### RECORDS FOR THE TASK:
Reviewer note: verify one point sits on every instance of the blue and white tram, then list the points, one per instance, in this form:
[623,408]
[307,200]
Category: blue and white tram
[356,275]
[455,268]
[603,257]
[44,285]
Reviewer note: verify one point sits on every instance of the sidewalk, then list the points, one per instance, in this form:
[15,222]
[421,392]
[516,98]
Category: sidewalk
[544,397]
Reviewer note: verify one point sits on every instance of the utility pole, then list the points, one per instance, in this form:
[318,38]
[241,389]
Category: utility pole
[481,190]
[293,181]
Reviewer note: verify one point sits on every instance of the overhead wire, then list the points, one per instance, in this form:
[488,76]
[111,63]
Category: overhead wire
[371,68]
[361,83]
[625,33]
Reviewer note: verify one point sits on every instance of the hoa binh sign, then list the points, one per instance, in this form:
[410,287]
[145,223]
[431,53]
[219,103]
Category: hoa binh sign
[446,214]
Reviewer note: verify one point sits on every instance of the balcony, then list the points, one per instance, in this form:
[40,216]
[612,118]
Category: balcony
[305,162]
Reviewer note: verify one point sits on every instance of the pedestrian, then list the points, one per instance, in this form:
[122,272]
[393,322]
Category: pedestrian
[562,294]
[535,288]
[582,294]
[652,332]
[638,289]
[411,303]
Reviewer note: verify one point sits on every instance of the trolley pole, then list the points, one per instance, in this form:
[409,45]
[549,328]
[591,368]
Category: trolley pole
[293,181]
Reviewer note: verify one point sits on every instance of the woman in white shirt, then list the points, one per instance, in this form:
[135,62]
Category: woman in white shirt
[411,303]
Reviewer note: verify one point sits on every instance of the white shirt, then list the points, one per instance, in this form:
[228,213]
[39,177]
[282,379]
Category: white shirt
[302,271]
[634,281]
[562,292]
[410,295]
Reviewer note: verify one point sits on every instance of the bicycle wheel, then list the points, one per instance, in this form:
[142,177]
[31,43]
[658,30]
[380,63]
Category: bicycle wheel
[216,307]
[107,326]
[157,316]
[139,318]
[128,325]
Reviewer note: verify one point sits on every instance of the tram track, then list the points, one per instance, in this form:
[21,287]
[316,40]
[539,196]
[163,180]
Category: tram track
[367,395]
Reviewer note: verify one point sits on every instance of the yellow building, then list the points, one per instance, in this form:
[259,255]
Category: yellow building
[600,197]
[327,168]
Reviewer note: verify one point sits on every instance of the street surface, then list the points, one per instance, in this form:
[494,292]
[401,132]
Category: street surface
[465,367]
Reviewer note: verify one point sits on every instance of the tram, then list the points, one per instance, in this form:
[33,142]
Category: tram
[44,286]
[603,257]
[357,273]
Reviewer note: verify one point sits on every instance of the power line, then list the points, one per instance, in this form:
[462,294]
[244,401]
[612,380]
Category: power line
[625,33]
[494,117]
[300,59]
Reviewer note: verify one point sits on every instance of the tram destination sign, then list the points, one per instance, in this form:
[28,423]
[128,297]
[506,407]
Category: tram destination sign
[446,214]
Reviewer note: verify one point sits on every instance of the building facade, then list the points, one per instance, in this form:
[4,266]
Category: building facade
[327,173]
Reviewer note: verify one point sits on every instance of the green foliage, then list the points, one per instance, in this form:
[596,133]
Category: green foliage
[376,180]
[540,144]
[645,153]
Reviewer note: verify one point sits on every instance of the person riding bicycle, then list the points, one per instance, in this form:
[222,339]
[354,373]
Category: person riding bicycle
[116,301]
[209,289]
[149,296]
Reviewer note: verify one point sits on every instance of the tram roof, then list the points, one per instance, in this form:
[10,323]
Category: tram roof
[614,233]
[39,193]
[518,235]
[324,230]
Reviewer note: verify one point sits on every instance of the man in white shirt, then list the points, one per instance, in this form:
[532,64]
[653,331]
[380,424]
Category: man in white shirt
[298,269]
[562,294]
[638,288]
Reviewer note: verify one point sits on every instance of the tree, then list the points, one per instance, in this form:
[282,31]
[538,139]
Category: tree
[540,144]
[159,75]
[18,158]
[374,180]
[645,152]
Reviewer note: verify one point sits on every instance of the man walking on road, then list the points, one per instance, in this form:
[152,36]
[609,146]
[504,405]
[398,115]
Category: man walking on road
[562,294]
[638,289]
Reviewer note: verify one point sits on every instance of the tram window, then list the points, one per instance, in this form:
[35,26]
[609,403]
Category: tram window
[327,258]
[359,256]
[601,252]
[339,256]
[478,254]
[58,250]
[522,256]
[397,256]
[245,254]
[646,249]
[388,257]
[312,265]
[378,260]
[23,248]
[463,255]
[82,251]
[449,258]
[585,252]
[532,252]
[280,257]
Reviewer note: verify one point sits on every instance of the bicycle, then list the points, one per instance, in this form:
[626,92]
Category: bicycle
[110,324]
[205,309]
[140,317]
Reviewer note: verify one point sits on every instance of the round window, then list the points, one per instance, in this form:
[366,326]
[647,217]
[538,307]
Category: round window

### EXERCISE INSTRUCTIONS:
Every entry must be quoted exactly as it appears above.

### ANSWER TO THIS EXERCISE:
Reviewer note: verify one point sits on every instance of the blue and white tram, then list the points, one per instance, in this form:
[623,408]
[307,200]
Category: blue and white tram
[356,275]
[455,268]
[603,257]
[44,285]
Reviewer note: verify one point sits on every instance of the sidewalk, then list the points, one per instance, in this form:
[15,222]
[421,392]
[516,98]
Category: sidewalk
[544,397]
Reviewer note: verify one point sits on every instance of the utility pole, then list the points, one per instance, in this form:
[318,38]
[241,389]
Category: utility pole
[481,190]
[293,181]
Reviewer note: verify one point sits on every instance of the overhead wire, then list the points, one per instance, in this form:
[488,76]
[111,63]
Category: overhead wire
[371,68]
[361,83]
[625,33]
Reviewer note: verify one point sits on every instance of the hoa binh sign, then list the points, one per instance, in this form:
[410,287]
[145,223]
[431,53]
[219,103]
Category: hoa binh sign
[446,214]
Reviewer note: verify one point sits on every instance of the balcony, then list the points, one per instance, in this form:
[40,216]
[612,118]
Category: balcony
[305,162]
Reviewer note: verify one point sits on every instance of the pedestrian, then list the points, one per instance, in this form:
[122,272]
[393,322]
Category: pedestrian
[562,294]
[535,288]
[582,294]
[652,332]
[638,289]
[411,303]
Reviewer note: verify one point sits on every instance of the trolley pole, then list the points, one per instance, in this form:
[409,45]
[549,328]
[591,368]
Category: trolley pole
[293,181]
Reviewer note: verify one point sits on every instance of the woman in white shirt, then list the points, one per instance, in this form:
[135,62]
Category: woman in white shirt
[411,303]
Reviewer note: verify one point sits on every instance of the white shirt, then list the points, one per instance, in this form:
[228,213]
[39,177]
[282,379]
Category: white shirt
[302,271]
[634,281]
[562,292]
[410,295]
Reviewer note: verify one point sits on every instance of the bicycle wheel, then list the points, one per instance, in this form:
[142,177]
[31,43]
[658,30]
[380,63]
Category: bicycle wheel
[216,307]
[107,326]
[157,316]
[139,318]
[128,325]
Reviewer note: verify one point sits on every instance of the tram track, then list the points, one per instance, in this form:
[21,287]
[316,40]
[539,196]
[163,180]
Category: tram track
[367,395]
Reviewer note: verify one point sits on every instance of the yellow building, then list the points, one per instance, in this form:
[259,255]
Category: yellow building
[600,197]
[327,168]
Reviewer note: verify one point sits on every instance of the street surface, then list the points, one per instance, in this form:
[494,292]
[401,132]
Category: street surface
[465,367]
Reviewer note: verify one point sits on every instance of the tram, then list the points, one per instance, in this form:
[33,142]
Category: tram
[44,286]
[603,257]
[357,273]
Reviewer note: verify one point sits on every instance of the power line, then list the points, one per instance, in this form:
[462,294]
[244,401]
[612,380]
Category: power line
[625,33]
[494,117]
[300,59]
Reviewer note: verify one point sits on every instance of the tram destination sign, then list the points, one per instance, in this form:
[28,423]
[128,297]
[506,407]
Category: tram destination sign
[446,214]
Reviewer note: verify one point sits on every instance of the building facade, then list the points, one per instance, in this form:
[4,266]
Category: building facade
[327,173]
Reviewer note: verify one point sits on every instance of the green foliage, then list the points, one per instance, in this form:
[596,133]
Category: green foliage
[376,180]
[540,144]
[645,153]
Reviewer note: verify one point sits on every instance of the person riding bicycle, then list the points, one per instance, in this form:
[222,339]
[354,373]
Category: person riding bicycle
[116,301]
[209,289]
[149,296]
Reviewer note: verify one point sits on every instance of the tram roof, then list the points, one per instance, in this form:
[10,323]
Category: tram roof
[614,233]
[39,193]
[518,235]
[324,230]
Reviewer note: verify one point sits on every instance of the man in white shirt, then list the points, one per instance, in this form:
[532,64]
[653,331]
[380,424]
Category: man in white shirt
[298,269]
[562,294]
[638,288]
Reviewer note: verify one point sits on every instance of the tree, then list the points, one per instance, in this form:
[282,31]
[538,139]
Category: tree
[540,144]
[159,75]
[18,158]
[374,180]
[645,152]
Reviewer note: verify one point sits on every instance of the man walking on road, then list the points, one per instance, in this form:
[152,36]
[609,146]
[504,405]
[398,115]
Category: man walking on road
[562,294]
[638,289]
Reviewer note: verify one point sits on every instance of the tram window, then list the points, one per instance, in this form:
[35,26]
[609,403]
Category: tram window
[327,258]
[359,256]
[601,252]
[339,256]
[478,254]
[58,250]
[522,256]
[397,256]
[245,254]
[646,249]
[388,257]
[312,265]
[378,260]
[23,248]
[463,255]
[82,251]
[449,258]
[585,252]
[532,252]
[280,257]
Reviewer note: verify one point sits on every instance of the bicycle, then list the points, one per instance, in this form:
[626,92]
Category: bicycle
[110,324]
[205,309]
[140,317]
Reviewer note: verify one point sits on every instance of the round window, then list the points, one per instance, in this form:
[366,326]
[647,217]
[538,307]
Category: round window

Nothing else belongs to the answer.